Begin INPUT FOR THIS TASK
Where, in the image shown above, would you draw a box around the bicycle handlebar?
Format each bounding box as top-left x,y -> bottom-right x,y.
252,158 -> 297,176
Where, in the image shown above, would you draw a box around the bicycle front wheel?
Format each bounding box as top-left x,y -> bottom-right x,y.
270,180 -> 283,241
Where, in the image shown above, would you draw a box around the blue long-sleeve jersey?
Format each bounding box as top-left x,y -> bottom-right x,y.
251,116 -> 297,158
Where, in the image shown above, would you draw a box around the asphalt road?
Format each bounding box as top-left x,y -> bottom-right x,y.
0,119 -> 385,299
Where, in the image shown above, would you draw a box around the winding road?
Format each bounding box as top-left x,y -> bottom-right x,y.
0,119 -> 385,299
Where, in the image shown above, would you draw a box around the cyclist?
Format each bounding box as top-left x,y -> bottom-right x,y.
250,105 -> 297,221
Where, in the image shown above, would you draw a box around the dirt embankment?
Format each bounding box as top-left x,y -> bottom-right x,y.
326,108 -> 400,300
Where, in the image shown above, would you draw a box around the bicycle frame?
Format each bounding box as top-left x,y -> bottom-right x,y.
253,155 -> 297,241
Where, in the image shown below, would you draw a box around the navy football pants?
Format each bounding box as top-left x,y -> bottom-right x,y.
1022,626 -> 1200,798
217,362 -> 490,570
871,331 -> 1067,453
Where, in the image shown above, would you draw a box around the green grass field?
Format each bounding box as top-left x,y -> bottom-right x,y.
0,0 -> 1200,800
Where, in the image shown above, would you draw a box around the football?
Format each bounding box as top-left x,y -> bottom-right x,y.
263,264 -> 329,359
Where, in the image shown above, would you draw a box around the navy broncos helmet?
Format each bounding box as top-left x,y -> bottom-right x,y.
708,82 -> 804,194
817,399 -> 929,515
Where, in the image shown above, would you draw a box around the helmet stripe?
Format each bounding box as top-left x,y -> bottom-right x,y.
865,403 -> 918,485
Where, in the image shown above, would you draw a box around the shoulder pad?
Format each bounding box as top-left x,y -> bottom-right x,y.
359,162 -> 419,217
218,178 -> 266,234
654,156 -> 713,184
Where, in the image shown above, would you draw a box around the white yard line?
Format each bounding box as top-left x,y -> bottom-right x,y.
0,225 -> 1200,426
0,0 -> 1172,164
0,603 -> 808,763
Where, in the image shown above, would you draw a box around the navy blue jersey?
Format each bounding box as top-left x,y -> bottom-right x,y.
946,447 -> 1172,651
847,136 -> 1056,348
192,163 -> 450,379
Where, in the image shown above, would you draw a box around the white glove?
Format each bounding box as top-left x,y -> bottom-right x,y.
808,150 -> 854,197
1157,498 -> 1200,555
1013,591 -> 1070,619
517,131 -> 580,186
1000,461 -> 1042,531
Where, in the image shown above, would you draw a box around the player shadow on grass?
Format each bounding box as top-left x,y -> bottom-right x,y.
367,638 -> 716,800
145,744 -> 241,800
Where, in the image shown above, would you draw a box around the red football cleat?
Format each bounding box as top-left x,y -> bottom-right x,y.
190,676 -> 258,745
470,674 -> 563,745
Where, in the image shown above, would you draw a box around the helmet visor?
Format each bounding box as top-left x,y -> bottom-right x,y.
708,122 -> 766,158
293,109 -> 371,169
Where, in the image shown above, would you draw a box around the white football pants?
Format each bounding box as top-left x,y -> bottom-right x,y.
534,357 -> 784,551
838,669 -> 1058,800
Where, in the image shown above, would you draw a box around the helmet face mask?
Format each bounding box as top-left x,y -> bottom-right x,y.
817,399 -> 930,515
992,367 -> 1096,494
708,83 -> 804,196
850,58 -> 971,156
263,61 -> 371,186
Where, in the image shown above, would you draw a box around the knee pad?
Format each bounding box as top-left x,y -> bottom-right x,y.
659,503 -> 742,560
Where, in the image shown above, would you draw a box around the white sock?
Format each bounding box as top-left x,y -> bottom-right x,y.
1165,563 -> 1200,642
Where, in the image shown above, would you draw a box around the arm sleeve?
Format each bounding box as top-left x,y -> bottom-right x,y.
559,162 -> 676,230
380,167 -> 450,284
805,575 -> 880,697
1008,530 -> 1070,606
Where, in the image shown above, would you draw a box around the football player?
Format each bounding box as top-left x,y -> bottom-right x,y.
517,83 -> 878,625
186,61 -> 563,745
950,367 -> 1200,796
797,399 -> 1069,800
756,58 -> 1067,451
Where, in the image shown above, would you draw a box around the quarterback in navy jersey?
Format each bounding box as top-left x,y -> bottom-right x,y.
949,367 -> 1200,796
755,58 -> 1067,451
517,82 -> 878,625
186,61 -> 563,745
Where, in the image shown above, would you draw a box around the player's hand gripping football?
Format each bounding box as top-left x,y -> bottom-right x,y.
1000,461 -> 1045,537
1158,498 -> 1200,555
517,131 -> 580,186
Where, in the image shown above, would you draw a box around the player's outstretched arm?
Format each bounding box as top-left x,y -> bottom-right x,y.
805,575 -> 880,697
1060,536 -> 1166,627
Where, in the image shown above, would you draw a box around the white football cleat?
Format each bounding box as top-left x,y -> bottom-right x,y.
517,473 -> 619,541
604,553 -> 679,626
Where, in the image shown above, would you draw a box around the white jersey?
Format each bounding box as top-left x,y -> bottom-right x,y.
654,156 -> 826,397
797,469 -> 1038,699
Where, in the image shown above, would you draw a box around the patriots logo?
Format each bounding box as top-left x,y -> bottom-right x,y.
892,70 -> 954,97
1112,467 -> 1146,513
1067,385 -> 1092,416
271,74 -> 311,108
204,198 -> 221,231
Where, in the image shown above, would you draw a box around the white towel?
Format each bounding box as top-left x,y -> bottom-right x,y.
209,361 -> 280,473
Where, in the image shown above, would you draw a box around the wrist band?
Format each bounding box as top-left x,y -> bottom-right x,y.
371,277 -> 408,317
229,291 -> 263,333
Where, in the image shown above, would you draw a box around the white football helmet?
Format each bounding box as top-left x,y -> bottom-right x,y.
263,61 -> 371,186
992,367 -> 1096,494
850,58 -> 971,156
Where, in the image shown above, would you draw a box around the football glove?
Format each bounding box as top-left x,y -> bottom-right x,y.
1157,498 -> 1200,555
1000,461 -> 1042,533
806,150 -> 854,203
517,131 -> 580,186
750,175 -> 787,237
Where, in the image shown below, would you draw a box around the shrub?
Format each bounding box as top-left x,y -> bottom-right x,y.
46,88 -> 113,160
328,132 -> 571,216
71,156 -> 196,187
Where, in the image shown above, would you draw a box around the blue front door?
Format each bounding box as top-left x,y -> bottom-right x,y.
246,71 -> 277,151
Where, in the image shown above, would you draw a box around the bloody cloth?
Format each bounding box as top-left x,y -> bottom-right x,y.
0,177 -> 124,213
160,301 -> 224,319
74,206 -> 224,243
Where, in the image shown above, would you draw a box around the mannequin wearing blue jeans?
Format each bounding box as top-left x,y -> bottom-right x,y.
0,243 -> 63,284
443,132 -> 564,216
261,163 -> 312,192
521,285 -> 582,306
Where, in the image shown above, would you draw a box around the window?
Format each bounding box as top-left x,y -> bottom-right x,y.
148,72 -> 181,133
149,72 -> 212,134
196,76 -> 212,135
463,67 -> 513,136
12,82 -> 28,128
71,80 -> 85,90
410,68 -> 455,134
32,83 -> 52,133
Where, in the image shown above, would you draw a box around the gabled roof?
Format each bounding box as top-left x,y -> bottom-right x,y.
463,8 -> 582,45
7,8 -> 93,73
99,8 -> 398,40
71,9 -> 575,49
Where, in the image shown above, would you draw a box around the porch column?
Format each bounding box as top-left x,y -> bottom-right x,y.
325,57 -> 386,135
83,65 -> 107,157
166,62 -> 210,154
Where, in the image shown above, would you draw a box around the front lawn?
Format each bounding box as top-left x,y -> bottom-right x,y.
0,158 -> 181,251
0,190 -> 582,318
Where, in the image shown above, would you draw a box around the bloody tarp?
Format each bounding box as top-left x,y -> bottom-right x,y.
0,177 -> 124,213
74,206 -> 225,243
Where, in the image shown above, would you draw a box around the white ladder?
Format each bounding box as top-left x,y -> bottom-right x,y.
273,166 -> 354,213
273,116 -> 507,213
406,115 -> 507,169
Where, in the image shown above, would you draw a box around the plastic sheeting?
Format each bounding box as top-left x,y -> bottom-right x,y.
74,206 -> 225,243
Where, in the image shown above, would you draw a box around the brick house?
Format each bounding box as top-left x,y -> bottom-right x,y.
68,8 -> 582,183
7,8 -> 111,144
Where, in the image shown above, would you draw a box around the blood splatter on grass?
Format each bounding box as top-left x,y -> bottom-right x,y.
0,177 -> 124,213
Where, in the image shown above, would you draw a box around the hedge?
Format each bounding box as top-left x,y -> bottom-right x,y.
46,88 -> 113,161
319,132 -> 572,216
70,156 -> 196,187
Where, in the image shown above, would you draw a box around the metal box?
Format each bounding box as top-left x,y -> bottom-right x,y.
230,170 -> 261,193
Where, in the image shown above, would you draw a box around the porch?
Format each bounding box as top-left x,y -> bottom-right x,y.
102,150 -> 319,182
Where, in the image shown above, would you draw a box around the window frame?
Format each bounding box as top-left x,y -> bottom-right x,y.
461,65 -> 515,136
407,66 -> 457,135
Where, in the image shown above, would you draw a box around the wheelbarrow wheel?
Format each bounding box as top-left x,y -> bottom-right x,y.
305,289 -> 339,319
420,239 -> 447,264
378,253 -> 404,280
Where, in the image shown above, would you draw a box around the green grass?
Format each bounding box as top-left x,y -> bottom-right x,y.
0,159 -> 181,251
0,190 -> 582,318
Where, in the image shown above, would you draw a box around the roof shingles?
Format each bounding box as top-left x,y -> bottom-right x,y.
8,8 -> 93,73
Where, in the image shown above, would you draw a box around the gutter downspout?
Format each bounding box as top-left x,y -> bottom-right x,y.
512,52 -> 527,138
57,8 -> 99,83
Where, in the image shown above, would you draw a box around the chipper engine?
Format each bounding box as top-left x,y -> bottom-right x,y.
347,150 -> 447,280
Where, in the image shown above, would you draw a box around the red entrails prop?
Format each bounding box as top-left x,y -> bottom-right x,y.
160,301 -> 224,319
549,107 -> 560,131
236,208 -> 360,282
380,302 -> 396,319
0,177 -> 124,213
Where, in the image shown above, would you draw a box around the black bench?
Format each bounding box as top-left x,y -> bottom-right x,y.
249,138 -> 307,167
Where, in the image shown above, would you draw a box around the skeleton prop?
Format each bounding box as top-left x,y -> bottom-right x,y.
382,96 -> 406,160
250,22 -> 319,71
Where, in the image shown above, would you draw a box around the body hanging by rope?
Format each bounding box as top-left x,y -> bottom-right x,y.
End INPUT FOR THIS TASK
# REQUEST:
Starting at the line of the material that contains "around the window?" and stopping after the line that contains "32,83 -> 52,133", convert those lines into a Markdown table with the columns Number and Line. Give each row its number and leave out any blank lines.

# CORRECT RESPONSE:
| Number | Line |
|---|---|
| 1 | Where, in the image shown above, would you draw a box around the window? |
| 2 | Format each bounding box as top-left x,y -> bottom-right x,y. |
| 3 | 148,72 -> 181,133 |
| 4 | 149,72 -> 212,134 |
| 5 | 196,76 -> 212,135 |
| 6 | 463,67 -> 513,136 |
| 7 | 12,82 -> 28,128 |
| 8 | 71,80 -> 85,90 |
| 9 | 410,68 -> 455,134 |
| 10 | 32,83 -> 52,133 |